▶ TASK LIST
(a) Please answer these questions from the passage on genetic variants and HPV infection:
(i) Which two SNPs did the replication study yield?
(ii) What percentage of Guanacaste ancestry is described as European?
(iii) What frequency does the passage give for rs2305809 in the AFR group?
(b) Go on with the passage on genetic variants and HPV infection from the point where it stops.

*** PASSAGE FOR REVIEW

Our study is limited by its exploratory nature. Given the small sample size of this study the power of the study was limited. Thus, we may have missed associations with smaller effect sizes and we could not examine the relationship between variants and type-specific hrHPV and by HIV status. Our replication study yielded two SNPs, TMC6/TMC8:rs9893818 which was reported to be associated with CIN3/cervical cancer [9] and CACNA2D1:rs2299187, which was associated with survival of head and neck squamous cell carcinoma in a recent GWAS [70]. However, these variants were not associated with hrHPV in our study. Also, rs7082598 variant in PRDX3 and rs2305809 variant in RPS19, which were shown to be associated with HPV persistence in a candidate gene study conducted within Guanacaste cohort in Costa Rica, were not associated with hrHPV in our study. This may be due to inadequate sample size, variability in the types of hrHPV or population differences. Unlike our study population which was comprised of only African women, the population of Guanacaste is heavily admixed and has been described as being composed mainly of European (42.5%) and Native American (38.3%) ancestries, with considerable African influence (15.2%) and a small influence from Asians (4%) [71]. The frequency of rs7082598 is 0.14 (AFR), 0.11 (AMR), 0.04 (ASN) and 0.08 (EUR) [72], our study may have been underpowered to detect an association with this variant. The frequency of rs2305809 is 0.89 (AFR), 0.52 (AMR), 0.56 (ASN) and 0.48 (EUR) [72], suggesting that most African women have this variant regardless of their HPV status, which is most likely why we were unable to detect an association between rs2305809 and HPV in our study population. The findings from this exploratory study suggests that there are significant associations between genetic variants and cervical hrHPV infection and larger studies are warranted. The strengths of our study include studying a well-characterized longitudinal cohort with multiple hrHPV assessments in the participants. Secondly, the main loci identified have biological and functional support for a role in HPV infection and persistence. Lastly, the variant frequencies we observed were similar between our samples and those of west African ancestry samples in the 1000 Genomes dataset, validating the genotype accuracy in our datasets.

******
*** MATERIAL SHOWN

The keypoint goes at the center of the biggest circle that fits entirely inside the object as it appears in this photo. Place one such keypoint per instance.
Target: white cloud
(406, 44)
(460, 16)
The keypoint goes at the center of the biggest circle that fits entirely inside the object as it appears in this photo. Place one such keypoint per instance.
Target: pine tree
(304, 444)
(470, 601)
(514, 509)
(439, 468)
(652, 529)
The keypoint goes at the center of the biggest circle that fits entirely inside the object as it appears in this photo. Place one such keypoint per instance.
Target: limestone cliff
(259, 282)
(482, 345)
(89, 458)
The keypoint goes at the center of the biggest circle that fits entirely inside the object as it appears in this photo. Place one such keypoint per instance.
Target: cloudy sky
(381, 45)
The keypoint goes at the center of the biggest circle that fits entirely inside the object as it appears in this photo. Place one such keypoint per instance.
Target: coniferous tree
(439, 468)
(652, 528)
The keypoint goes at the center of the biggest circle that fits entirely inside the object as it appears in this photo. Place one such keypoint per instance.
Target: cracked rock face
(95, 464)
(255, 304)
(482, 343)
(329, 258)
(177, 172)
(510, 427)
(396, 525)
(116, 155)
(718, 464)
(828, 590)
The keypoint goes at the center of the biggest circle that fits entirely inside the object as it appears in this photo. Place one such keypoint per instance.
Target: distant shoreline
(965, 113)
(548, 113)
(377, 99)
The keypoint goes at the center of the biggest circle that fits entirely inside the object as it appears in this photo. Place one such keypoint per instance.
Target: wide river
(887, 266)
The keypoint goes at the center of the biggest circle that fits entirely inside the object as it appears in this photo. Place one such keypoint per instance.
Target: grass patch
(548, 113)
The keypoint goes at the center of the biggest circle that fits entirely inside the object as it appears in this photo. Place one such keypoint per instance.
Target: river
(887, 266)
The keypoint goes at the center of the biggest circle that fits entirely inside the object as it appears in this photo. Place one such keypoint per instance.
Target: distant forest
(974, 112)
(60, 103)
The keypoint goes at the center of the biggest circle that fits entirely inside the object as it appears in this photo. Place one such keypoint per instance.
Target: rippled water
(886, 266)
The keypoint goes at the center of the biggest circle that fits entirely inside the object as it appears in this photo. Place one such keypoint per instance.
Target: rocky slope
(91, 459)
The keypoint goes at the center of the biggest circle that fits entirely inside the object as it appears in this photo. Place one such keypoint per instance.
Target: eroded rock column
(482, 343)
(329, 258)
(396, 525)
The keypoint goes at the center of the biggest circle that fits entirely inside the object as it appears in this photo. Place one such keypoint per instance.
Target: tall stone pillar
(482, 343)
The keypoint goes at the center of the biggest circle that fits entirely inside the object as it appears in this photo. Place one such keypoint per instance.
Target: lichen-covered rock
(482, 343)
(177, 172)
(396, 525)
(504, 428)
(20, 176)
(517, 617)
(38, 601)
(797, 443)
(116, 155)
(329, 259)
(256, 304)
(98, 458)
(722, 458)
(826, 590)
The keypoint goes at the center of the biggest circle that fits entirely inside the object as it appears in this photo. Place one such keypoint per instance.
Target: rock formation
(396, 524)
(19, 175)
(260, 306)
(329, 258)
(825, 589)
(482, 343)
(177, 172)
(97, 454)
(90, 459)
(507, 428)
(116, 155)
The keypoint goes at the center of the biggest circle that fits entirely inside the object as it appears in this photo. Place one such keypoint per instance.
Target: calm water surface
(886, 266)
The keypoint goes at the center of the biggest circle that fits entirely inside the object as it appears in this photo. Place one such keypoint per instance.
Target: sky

******

▶ ANSWERS
(a)
(i) TMC6/TMC8:rs9893818 and CACNA2D1:rs2299187
(ii) 42.5%
(iii) 0.89

(b)
Conclusion

In conclusion, our study yielded suggestive genetic risk factors for prevalent and persistent cervical hrHPV infections. Further investigations of genetic variation in the KLF12, CTNND2 and DAP genes may provide insight into mechanisms of susceptibility to hrHPV infection and persistence. Larger discovery and replication studies are warranted to confirm these findings.